◆ **DIRECTIONS**: All the entries that follow are to be returned exactly.

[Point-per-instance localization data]

——————

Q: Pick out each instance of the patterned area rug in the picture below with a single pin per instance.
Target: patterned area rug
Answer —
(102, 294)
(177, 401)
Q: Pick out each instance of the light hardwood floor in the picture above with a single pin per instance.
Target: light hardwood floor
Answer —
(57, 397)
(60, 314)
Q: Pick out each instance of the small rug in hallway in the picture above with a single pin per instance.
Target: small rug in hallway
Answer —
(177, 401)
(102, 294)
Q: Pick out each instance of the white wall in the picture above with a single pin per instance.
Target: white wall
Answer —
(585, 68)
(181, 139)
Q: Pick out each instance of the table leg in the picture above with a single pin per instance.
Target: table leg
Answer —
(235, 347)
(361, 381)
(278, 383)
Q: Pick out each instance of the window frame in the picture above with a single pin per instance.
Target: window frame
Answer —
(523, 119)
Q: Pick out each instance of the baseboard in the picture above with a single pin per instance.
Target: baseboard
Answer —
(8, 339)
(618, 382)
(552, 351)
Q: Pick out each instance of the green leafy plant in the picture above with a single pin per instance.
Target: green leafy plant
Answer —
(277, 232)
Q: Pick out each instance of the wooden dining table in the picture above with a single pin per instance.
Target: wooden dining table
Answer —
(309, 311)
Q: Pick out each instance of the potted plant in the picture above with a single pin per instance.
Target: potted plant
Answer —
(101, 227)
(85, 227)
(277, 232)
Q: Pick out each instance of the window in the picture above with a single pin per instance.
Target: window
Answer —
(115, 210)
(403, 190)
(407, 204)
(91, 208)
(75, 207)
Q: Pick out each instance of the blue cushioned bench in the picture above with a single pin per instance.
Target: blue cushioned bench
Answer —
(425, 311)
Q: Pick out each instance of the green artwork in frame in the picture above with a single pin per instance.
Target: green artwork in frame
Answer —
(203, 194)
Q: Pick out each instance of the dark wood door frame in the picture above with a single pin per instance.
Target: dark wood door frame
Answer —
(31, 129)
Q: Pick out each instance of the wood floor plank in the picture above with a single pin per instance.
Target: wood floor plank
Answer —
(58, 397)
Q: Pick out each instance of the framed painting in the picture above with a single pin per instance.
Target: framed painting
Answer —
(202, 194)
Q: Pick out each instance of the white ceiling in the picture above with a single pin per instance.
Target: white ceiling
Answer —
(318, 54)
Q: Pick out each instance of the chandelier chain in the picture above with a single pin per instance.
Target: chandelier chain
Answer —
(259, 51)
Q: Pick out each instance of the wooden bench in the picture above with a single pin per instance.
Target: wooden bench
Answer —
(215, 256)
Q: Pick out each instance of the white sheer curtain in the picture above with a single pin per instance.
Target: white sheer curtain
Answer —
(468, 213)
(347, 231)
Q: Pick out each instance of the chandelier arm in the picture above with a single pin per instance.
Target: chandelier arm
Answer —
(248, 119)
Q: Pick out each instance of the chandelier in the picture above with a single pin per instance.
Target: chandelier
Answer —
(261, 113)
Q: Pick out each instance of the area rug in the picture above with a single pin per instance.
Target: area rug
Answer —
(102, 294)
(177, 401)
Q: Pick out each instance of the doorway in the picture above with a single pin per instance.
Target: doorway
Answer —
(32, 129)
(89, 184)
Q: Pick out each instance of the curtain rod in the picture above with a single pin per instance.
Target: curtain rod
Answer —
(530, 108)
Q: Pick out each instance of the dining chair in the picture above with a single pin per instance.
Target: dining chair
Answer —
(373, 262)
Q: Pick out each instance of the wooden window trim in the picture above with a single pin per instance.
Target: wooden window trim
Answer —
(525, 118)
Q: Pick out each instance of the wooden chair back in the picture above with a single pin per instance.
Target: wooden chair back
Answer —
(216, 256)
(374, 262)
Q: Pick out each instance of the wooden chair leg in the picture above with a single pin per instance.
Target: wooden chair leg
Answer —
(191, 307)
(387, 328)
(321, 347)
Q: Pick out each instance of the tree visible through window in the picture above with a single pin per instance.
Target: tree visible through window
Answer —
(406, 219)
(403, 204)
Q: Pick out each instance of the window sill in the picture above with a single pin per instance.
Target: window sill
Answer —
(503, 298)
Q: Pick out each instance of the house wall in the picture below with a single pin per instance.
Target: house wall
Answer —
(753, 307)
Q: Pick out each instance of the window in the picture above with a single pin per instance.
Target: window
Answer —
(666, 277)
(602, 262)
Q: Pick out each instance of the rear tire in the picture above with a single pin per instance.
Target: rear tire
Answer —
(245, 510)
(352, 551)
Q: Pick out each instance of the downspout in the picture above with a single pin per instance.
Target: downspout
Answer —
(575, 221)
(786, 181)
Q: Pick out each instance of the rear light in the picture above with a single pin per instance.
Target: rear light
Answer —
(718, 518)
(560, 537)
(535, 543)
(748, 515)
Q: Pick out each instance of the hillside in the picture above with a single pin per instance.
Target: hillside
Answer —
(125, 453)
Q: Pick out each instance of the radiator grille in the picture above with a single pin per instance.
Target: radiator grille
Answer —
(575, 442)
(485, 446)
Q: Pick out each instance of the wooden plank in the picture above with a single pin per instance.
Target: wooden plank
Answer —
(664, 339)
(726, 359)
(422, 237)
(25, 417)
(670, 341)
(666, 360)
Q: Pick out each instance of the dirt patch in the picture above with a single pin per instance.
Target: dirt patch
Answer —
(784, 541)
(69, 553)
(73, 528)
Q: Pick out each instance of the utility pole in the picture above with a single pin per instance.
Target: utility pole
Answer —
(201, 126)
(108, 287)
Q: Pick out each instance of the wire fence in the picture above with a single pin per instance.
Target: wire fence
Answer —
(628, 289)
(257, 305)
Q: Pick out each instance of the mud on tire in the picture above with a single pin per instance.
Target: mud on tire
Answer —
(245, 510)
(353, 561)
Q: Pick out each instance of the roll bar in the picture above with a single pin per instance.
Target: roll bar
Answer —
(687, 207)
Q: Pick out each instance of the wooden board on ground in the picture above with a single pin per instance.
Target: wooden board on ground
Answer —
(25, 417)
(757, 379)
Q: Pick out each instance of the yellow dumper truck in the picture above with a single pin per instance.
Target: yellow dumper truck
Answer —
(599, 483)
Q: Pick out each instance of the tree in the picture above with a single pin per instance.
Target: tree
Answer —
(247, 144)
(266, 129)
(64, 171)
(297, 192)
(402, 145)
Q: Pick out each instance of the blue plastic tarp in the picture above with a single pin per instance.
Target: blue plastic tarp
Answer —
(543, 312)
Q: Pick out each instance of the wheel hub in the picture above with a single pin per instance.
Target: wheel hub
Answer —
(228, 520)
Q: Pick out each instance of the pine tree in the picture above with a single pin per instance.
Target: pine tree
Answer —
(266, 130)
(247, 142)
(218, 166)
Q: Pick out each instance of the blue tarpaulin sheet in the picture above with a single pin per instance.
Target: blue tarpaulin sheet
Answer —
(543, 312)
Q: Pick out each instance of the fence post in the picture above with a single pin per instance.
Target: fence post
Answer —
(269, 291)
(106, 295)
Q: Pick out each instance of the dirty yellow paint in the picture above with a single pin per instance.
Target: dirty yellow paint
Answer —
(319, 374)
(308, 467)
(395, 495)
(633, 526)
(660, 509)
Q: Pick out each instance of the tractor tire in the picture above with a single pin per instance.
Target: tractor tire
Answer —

——————

◆ **ANSWER AREA**:
Q: Pick out each instance of the patterned area rug in the picture below with a single pin per instance.
Target: patterned area rug
Answer —
(102, 294)
(177, 401)
Q: Pick out each instance of the light hardwood floor in the picture above with a single pin per instance.
Target: light hardwood floor
Answer —
(57, 397)
(60, 314)
Q: Pick out each instance of the small rug in hallway in the picture above with a single pin per instance.
Target: small rug in hallway
Answer —
(177, 401)
(102, 294)
Q: Pick out each instance of the white wall in the picture above with a single pin per instance.
Target: white wall
Answer —
(585, 68)
(181, 139)
Q: Pick out each instance of the table leg in the picture above with a single pin per instance.
Target: table leg
Answer —
(235, 347)
(361, 381)
(278, 383)
Q: Pick out each instance of the window frame in the picture above with a single pin per instance.
Target: window frame
Answer —
(523, 119)
Q: Pick out each instance of the baseboard in the picture above with a single pin per instance.
Target: baseboard
Answer —
(8, 339)
(618, 382)
(552, 351)
Q: Pick out each instance of the green leafy plant in the picture above with a single pin per instance.
Target: green leafy plant
Answer —
(277, 232)
Q: Pick out each instance of the wooden dining table in the picture above with a single pin per instance.
Target: wooden dining table
Answer —
(309, 311)
Q: Pick out each instance of the potted plant in the picture above with a single pin per instance.
Target: potted plant
Answer —
(101, 227)
(85, 227)
(277, 232)
Q: Pick out each instance of the window in the picture above with a single pin per instance.
Target: window
Answer —
(115, 210)
(403, 190)
(407, 204)
(91, 208)
(75, 207)
Q: Pick out each instance of the blue cushioned bench in the picture above with a single pin per instance.
Target: blue cushioned bench
Answer —
(425, 311)
Q: Pick out each instance of the green artwork in frame in the picture above with a single pin per instance.
Target: green artwork in frame
Answer —
(203, 194)
Q: Pick out each instance of the dark wood door frame in the picture above with a single pin per instance.
Target: dark wood door frame
Answer —
(31, 129)
Q: Pick out each instance of the wood floor plank in the picture above with a single pin per instance.
Target: wood floor plank
Answer —
(58, 397)
Q: Pick out each instance of the framed painting in the picture above with a single pin per instance.
Target: framed painting
Answer —
(202, 194)
Q: Pick out each instance of the white ceiling in the picture above with a single pin per instance.
Target: white ceiling
Answer —
(318, 54)
Q: Pick out each instance of the chandelier chain in the picture above with a single pin per instance.
Target: chandelier chain
Answer —
(259, 51)
Q: Pick out each instance of the wooden bench in the picture above with a single pin per instance.
Target: wooden bench
Answer —
(215, 256)
Q: Pick out each instance of the white sheer curtain in the picture above with a single pin per instance.
Target: white sheer curtain
Answer —
(468, 213)
(347, 231)
Q: Pick out each instance of the chandelier arm in the picture above with a single pin per instance.
Target: chandelier arm
Answer —
(248, 119)
Q: Pick out each instance of the chandelier in the picture above with a single pin per instance.
Target: chandelier
Answer —
(261, 113)
Q: Pick out each instance of the area rug in the picture above with a single pin per instance.
Target: area rug
Answer —
(102, 294)
(177, 401)
Q: Pick out each instance of the doorway in the picture above with a single pin per instance.
Target: doorway
Answer —
(32, 129)
(89, 184)
Q: Pick out each instance of the curtain rod in the picture above with a single pin per instance.
Target: curtain rod
Answer —
(530, 108)
Q: Pick out each instance of the dining chair in the picture above with a single pin per instance.
Target: dining chair
Answer —
(373, 262)
Q: Pick out each instance of the wooden window trim in the picture above with a single pin per instance.
Target: wooden window trim
Answer —
(525, 118)
Q: Pick out each instance of the wooden chair back in the picture above with a single pin per instance.
Target: wooden chair back
Answer —
(216, 256)
(374, 262)
Q: Pick out each instance of the wooden chair leg in the picture above with a single pin per instance.
Target: wooden chair leg
Answer —
(191, 307)
(387, 328)
(321, 347)
Q: Pick out each instance of the tree visible through window in the picture above with a single pin per instance.
Target: tree visible through window
Answer —
(406, 219)
(403, 204)
Q: Pick out each instance of the window sill in the picture above with a single pin per instance.
Target: window sill
Answer —
(503, 298)
Q: Pick out each instance of the house wall in the picture below with a single pin per instance.
Target: house wall
Answer —
(753, 307)
Q: Pick out each instance of the window in the picture above with a single pin per instance.
Target: window
Answer —
(666, 277)
(602, 262)
Q: Pick out each instance of the rear tire in the picture above with a single pin per instance.
Target: rear tire
Answer —
(245, 510)
(352, 551)
Q: Pick out each instance of the downspout in the picture above with a single pin per instance.
Target: downspout
Answer —
(575, 221)
(786, 181)
Q: Pick out each instance of the rear light in the picture above with a single pin per instance.
Target: rear light
Answer —
(718, 518)
(560, 537)
(535, 543)
(748, 515)
Q: Pick out each instance of the hillside in the picture above with a single pin per instance.
Target: hillside
Answer —
(125, 453)
Q: Pick out each instance of the radiator grille in the picture above with a single pin per instance.
Target: radiator grille
Answer —
(575, 442)
(485, 446)
Q: Pick out each instance of the wooden plank in the picture above with a single pin per instance.
Target: wooden plank
Answer —
(664, 339)
(726, 359)
(422, 237)
(25, 417)
(670, 341)
(666, 360)
Q: Pick out each instance of the dirt patch in the picture above with a single pin per instance.
Target: dirt patch
Answer —
(784, 541)
(69, 553)
(73, 528)
Q: Pick out each instance of the utility pole in the picture above with a single pin per instance.
Target: utility pole
Answer —
(201, 126)
(108, 287)
Q: Pick out each instance of the wire fence in the picture above with a single pin per instance.
Target: wire fence
Answer —
(628, 289)
(257, 305)
Q: Pick out each instance of the mud on tire in the picture above with a single pin per instance.
Target: mud on tire
Answer —
(245, 510)
(353, 561)
Q: Pick out each instance of the roll bar in the picture above with a single pin per instance.
Target: roll bar
Answer —
(687, 207)
Q: Pick out each instance of the wooden board on ground in the picture above with a single pin per instance.
Target: wooden board on ground
Answer —
(25, 417)
(757, 379)
Q: Pick out each instance of the yellow dumper truck in the picture above with a single pin per instance.
Target: yellow dumper truck
Answer —
(599, 483)
Q: Pick out each instance of the tree in the picture above with a single pin per instance.
Target: tree
Answer —
(247, 144)
(266, 129)
(64, 171)
(297, 192)
(402, 145)
Q: Pick out each instance of the blue plastic tarp in the picture above with a single pin per instance.
Target: blue plastic tarp
Answer —
(543, 312)
Q: Pick out each instance of the wheel hub in the picture above with a single pin per instance.
Target: wheel hub
Answer —
(228, 520)
Q: Pick out each instance of the pine tree in the picture above with a single pin per instance.
Target: pine tree
Answer —
(266, 130)
(247, 142)
(218, 166)
Q: Pick out each instance of the blue tarpaulin sheet in the picture above with a single pin per instance.
Target: blue tarpaulin sheet
Answer —
(543, 312)
Q: Pick out each instance of the fence post in the picture above with a single pin per instance.
Target: fence post
Answer —
(269, 291)
(106, 295)
Q: Pick out each instance of the dirty yellow paint in the picture above with a single pin per instance.
Target: dirty yellow paint
Answer —
(319, 374)
(308, 467)
(395, 495)
(633, 526)
(660, 509)
Q: Pick out each instance of the tractor tire in the picture above with a single pin per instance.
Target: tractor tire
Answer —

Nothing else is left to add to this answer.